## To do
Among the entries that follow, how many lines contain the word "support"? Give the number alone.

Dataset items
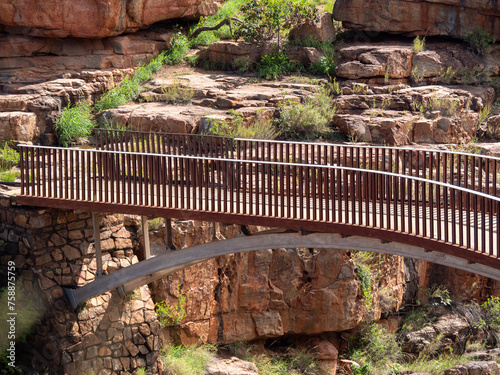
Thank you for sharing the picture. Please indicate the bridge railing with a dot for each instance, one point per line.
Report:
(283, 194)
(473, 171)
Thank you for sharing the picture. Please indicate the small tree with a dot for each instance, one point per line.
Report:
(268, 19)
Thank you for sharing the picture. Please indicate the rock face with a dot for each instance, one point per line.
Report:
(94, 19)
(424, 17)
(397, 115)
(56, 54)
(270, 293)
(28, 110)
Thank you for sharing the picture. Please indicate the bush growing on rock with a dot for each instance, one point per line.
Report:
(479, 40)
(74, 124)
(306, 120)
(269, 19)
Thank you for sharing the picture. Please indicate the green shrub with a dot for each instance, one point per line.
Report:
(259, 129)
(9, 176)
(491, 312)
(126, 92)
(434, 366)
(270, 19)
(306, 120)
(325, 66)
(178, 50)
(171, 315)
(191, 360)
(75, 123)
(418, 44)
(230, 8)
(480, 40)
(275, 65)
(8, 157)
(414, 321)
(177, 93)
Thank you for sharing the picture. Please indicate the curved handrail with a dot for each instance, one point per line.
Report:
(310, 143)
(477, 171)
(289, 195)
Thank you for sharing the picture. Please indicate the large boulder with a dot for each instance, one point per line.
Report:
(94, 18)
(425, 17)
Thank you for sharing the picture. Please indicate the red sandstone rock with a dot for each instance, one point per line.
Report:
(424, 17)
(94, 19)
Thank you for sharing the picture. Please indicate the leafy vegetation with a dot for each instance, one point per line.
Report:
(74, 124)
(491, 312)
(363, 267)
(190, 360)
(306, 120)
(130, 88)
(377, 348)
(9, 157)
(434, 366)
(480, 40)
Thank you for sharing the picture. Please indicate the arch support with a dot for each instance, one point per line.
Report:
(149, 270)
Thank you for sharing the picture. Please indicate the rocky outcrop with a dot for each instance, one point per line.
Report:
(213, 96)
(29, 109)
(397, 115)
(321, 30)
(243, 55)
(396, 62)
(69, 54)
(53, 249)
(270, 293)
(453, 326)
(424, 17)
(94, 19)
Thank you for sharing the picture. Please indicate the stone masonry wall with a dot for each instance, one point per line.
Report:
(53, 249)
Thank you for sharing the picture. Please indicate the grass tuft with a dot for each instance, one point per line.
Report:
(74, 124)
(190, 360)
(307, 120)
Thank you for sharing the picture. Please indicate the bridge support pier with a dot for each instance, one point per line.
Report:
(145, 234)
(97, 243)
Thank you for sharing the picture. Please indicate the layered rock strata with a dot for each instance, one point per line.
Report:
(53, 249)
(94, 19)
(422, 17)
(271, 293)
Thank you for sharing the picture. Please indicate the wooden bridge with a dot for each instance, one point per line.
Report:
(439, 201)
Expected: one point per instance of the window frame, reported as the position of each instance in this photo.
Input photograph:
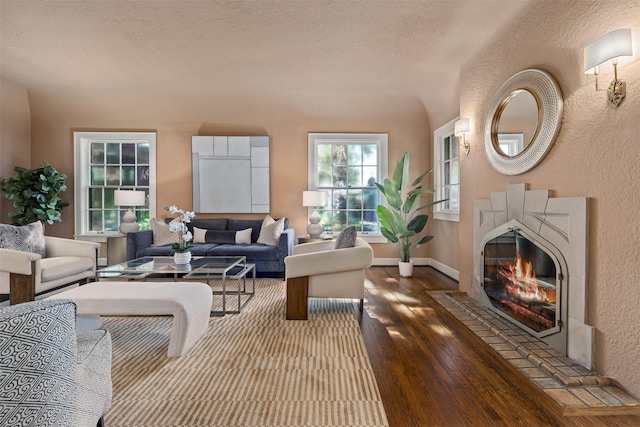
(439, 136)
(380, 139)
(82, 142)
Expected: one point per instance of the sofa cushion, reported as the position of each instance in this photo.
(207, 224)
(63, 266)
(346, 238)
(162, 235)
(253, 252)
(26, 238)
(243, 224)
(271, 231)
(243, 237)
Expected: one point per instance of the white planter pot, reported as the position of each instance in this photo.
(181, 258)
(406, 268)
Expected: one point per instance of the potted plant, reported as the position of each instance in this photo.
(34, 192)
(399, 222)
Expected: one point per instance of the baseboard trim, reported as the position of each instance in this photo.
(442, 268)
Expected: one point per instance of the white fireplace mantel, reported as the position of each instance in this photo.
(563, 223)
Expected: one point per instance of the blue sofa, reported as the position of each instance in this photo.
(269, 260)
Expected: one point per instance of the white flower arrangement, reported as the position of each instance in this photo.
(181, 227)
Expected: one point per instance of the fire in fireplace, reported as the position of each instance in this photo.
(521, 280)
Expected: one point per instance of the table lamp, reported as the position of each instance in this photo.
(129, 198)
(314, 199)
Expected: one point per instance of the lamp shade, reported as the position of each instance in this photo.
(462, 126)
(616, 43)
(128, 198)
(315, 198)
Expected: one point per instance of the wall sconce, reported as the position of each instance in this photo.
(609, 47)
(461, 129)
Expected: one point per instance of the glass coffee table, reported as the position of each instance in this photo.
(205, 268)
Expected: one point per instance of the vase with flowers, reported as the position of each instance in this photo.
(181, 255)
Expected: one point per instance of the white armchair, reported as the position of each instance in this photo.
(316, 270)
(23, 275)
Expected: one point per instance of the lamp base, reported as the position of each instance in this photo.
(128, 224)
(314, 230)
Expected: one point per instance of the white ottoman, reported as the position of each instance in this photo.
(188, 302)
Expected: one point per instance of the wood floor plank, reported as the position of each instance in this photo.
(433, 371)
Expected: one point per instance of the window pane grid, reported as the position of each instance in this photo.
(347, 171)
(113, 166)
(447, 173)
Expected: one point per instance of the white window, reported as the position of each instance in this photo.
(347, 165)
(446, 154)
(108, 161)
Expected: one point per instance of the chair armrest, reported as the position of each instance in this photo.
(18, 262)
(327, 262)
(57, 246)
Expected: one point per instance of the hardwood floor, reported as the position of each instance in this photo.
(432, 371)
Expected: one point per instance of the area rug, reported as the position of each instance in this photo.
(250, 369)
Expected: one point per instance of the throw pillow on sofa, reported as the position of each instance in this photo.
(270, 231)
(162, 235)
(25, 238)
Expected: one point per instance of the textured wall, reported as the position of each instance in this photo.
(596, 155)
(175, 120)
(15, 135)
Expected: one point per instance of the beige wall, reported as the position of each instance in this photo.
(15, 135)
(55, 117)
(596, 155)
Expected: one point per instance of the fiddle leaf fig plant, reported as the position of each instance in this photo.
(34, 192)
(399, 221)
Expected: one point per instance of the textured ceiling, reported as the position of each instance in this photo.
(301, 52)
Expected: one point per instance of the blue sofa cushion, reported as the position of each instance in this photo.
(254, 224)
(253, 252)
(209, 224)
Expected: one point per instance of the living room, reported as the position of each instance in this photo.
(594, 156)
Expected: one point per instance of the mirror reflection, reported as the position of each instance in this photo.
(516, 123)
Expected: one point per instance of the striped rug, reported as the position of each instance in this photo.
(249, 369)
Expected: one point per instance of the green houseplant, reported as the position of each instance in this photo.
(34, 192)
(400, 222)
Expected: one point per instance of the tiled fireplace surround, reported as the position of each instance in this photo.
(563, 223)
(566, 378)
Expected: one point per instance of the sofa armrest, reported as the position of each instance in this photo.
(57, 246)
(137, 241)
(327, 262)
(18, 262)
(305, 248)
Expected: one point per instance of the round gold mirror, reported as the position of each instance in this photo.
(523, 121)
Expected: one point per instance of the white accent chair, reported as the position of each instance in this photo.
(316, 270)
(23, 275)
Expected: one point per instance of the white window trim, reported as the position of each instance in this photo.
(438, 136)
(81, 144)
(382, 139)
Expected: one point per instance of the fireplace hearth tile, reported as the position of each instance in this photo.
(575, 388)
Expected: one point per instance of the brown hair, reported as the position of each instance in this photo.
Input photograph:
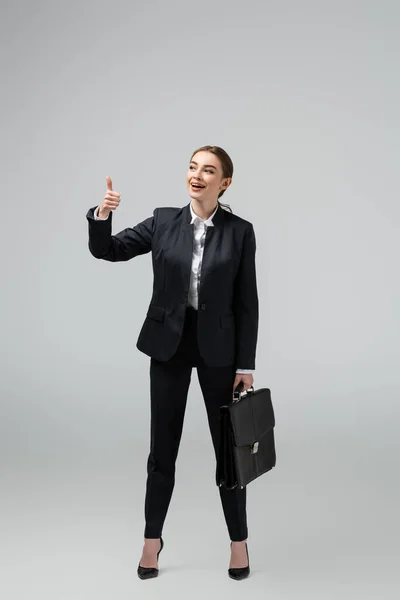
(226, 164)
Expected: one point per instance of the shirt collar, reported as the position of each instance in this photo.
(207, 222)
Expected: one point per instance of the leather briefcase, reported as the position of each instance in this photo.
(247, 443)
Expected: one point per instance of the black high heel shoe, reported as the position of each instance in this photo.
(242, 572)
(150, 572)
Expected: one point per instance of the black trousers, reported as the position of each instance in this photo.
(169, 385)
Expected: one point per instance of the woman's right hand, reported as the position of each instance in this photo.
(110, 202)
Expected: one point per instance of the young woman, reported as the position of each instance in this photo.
(203, 313)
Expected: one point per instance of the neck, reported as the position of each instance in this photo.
(205, 209)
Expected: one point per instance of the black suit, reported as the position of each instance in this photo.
(218, 338)
(228, 301)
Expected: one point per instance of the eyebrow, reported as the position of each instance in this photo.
(195, 163)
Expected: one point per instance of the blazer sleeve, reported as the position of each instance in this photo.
(126, 244)
(245, 303)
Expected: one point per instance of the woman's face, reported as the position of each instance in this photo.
(205, 169)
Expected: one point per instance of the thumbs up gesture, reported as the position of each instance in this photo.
(110, 202)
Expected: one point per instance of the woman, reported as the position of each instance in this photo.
(203, 313)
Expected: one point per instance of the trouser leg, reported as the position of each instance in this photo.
(169, 384)
(217, 386)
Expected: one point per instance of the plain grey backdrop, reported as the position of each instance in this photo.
(304, 96)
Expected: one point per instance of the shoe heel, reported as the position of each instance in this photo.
(149, 572)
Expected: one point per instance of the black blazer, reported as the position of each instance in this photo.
(228, 299)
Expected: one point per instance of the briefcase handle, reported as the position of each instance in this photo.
(238, 394)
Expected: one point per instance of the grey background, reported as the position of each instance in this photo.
(304, 96)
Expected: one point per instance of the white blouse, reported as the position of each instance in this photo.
(199, 235)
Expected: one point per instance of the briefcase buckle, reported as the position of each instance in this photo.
(254, 447)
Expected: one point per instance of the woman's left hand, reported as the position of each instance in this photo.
(247, 379)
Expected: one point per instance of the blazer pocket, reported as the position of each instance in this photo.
(156, 312)
(227, 320)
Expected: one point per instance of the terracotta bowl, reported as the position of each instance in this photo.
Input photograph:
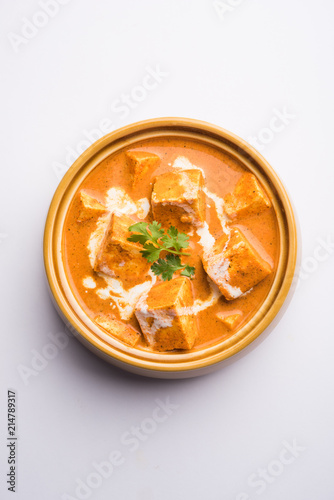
(174, 364)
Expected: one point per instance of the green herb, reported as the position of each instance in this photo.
(156, 240)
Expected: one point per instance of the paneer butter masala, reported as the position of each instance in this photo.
(170, 245)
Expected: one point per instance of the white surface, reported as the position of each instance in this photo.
(238, 72)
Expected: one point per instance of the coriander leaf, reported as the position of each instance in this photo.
(139, 227)
(151, 252)
(167, 241)
(166, 268)
(179, 240)
(156, 231)
(188, 271)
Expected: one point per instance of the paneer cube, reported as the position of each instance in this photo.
(89, 207)
(248, 198)
(230, 319)
(117, 257)
(234, 265)
(140, 164)
(125, 333)
(178, 199)
(165, 315)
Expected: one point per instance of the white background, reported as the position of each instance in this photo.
(234, 70)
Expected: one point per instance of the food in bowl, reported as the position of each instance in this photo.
(171, 245)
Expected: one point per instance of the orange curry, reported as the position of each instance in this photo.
(232, 244)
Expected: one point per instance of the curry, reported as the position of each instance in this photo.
(170, 245)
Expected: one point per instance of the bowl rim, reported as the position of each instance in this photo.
(86, 330)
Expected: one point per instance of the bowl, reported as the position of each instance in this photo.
(172, 364)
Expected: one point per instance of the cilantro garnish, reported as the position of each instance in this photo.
(156, 240)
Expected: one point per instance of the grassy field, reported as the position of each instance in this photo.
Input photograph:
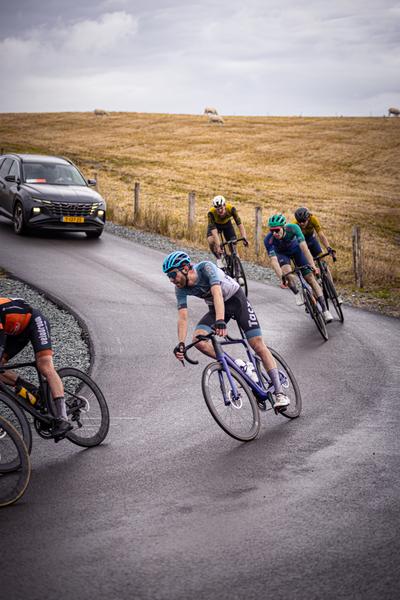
(345, 170)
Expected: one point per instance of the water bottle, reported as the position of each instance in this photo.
(251, 371)
(25, 394)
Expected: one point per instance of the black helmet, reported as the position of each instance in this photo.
(302, 213)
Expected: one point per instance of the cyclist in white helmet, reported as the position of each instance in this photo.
(219, 219)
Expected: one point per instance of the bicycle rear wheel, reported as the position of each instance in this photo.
(288, 381)
(315, 313)
(10, 411)
(87, 408)
(333, 295)
(238, 273)
(12, 450)
(238, 417)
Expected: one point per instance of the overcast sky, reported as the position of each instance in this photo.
(256, 57)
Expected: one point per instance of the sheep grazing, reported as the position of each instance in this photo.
(99, 112)
(210, 111)
(216, 119)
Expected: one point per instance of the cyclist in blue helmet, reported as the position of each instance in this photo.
(286, 242)
(225, 299)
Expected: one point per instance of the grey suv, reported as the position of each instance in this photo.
(48, 192)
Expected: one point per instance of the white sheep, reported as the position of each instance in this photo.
(210, 111)
(216, 119)
(99, 112)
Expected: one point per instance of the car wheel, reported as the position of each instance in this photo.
(19, 224)
(96, 233)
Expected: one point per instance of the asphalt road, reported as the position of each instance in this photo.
(170, 507)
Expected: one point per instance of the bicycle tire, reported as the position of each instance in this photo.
(315, 313)
(87, 408)
(239, 420)
(12, 449)
(289, 384)
(10, 411)
(333, 295)
(238, 272)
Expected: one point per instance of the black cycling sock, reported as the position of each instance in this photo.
(26, 384)
(61, 411)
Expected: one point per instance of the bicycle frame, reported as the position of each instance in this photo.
(23, 403)
(261, 392)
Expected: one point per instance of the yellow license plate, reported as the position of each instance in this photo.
(72, 219)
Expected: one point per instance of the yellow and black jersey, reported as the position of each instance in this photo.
(214, 219)
(312, 224)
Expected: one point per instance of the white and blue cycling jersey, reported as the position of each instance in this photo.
(208, 275)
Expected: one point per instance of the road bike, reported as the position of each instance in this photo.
(235, 394)
(233, 266)
(86, 407)
(330, 293)
(12, 450)
(310, 302)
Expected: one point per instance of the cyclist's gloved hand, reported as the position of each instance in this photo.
(219, 325)
(179, 349)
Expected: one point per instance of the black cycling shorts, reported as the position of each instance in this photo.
(238, 308)
(37, 332)
(227, 229)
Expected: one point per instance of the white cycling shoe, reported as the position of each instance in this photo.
(281, 400)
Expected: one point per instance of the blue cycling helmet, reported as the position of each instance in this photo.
(175, 260)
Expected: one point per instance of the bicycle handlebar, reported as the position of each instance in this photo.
(235, 241)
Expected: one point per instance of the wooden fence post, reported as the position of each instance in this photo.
(357, 260)
(137, 202)
(258, 232)
(191, 219)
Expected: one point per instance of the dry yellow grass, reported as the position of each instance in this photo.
(346, 170)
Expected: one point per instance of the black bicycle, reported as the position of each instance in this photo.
(233, 266)
(330, 293)
(12, 450)
(86, 407)
(310, 302)
(235, 391)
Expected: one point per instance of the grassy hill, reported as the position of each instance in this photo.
(345, 170)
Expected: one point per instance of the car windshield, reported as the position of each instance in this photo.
(52, 173)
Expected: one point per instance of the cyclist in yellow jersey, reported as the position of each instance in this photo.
(219, 219)
(309, 224)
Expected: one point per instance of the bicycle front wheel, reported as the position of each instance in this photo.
(237, 415)
(333, 295)
(87, 408)
(12, 450)
(315, 313)
(288, 382)
(10, 411)
(238, 274)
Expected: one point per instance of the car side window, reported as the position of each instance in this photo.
(14, 170)
(5, 166)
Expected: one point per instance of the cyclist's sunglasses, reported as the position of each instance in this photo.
(172, 274)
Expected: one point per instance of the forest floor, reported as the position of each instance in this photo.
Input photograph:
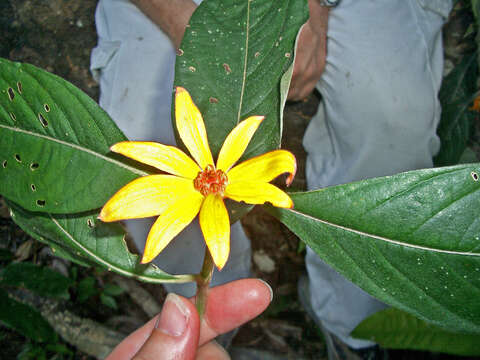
(58, 35)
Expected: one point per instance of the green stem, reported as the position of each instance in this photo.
(203, 282)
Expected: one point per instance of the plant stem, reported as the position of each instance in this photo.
(203, 282)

## Exercise result
2